▸ **Excerpt provided**
• • • • • • •
# Anyone in Oklahoma up for a road trip?



## Lilysmommy (Jan 7, 2009)

Hey guys! So, slightly weird post, but we're getting a bit desperate, so I figured I'd give it a try!

Is there anyone in Oklahoma (preferably around Oklahoma City, or anywhere between there & Kansas City) who would possibly be willing to transport an African sulcata (spurred) tortoise down to Arlington, Texas? Let me give the background story here...

This pretty girl (well, we don't know for sure, but she's been temporarily named Matilda, so we're going with girl :lol came to Wildside, the wildlife rehab center I volunteer at, having been found wandering down the road by herself. So far, we've gotten zero calls about her, not even a suspected owner or interested person. A volunteer went out to check the area where she was found & it was nothing but farmland for miles. So it seems pretty likely this little one just got dumped. 

I'm going to be travelling to Kansas City, KS tomorrow to stay with a friend for 9 days. I have a person from my FB raw feeding group who is going to take the tortoise & give her an amazing home. Problem is, she's in Arlington and is having trouble finding a ride up to Oklahoma City. We do have a last-ditch, no-other-options person, but I just thought I'd see if we had anyone on here who could help out.


----------



## gracefulchaos01 (Mar 19, 2014)

I hope you find someone!


----------



## AlexLovesOlive (Jul 7, 2014)

Oomggg i need her!!!!!!!


----------



## Lilysmommy (Jan 7, 2009)
• • • • • • •
▸ **Stored data**
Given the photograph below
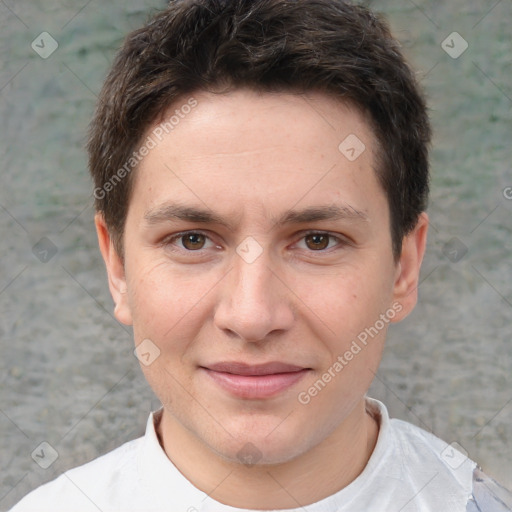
• • • • • • •
▸ **Task A**
Please list every distinct username that appears as a poster in the forum thread about the stray tortoise.
▸ **Task B**
Resume the forum thread about the stray tortoise, picking up right after its final line.
The listing is separate material and has no connection to the forum thread.

▸ **Answer A**
Lilysmommy, gracefulchaos01, AlexLovesOlive

▸ **Answer B**
:lol: I really wish I could keep her myself, but...I just won't be in a situation where it'd be ideal for her, not for a couple years. She's small and adorable now, but she's also only 5 years old. These guys can live for 50 years or more, and they get to be 100-200 pounds. They like to dig and burrow, and they're extremely strong! And though she was stressed & didn't give us a great example for a few days, apparently they're eating machines. We finally did find something in the yard she'll eat, and I'm picking up some stuff this morning on my way to pick her up, to see if I can't tempt her. I know the trip is going to be a bit stressful on her, but she'll have an amazing home waiting at the end of it, at least!


----------



## Lilysmommy (Jan 7, 2009)

An update on Nixon the tortoise!

We're in Kansas now and she's enjoying my friend's back yard.  She'll be continuing on to Oklahoma with me either tomorrow or Wednesday, to meet up with her new owner and return to Texas. There's a cardinal pair in the yard that's been absolutely fascinated with Nixon...it's SO cute! The male spent almost 20 minutes following her along the fence line this morning and just flew over to about 5 feet away from me to see her.


----------



## AlexLovesOlive (Jul 7, 2014)

MEH SO CUTE and yeah they live forever, Did you know that Steve Erwin had a pet tort that was originally Darwins?!?!?! I have wanted a tort, for forEVER. My moms best friend in collage had 2 and they just passed a couple years ago (my mom is 51!)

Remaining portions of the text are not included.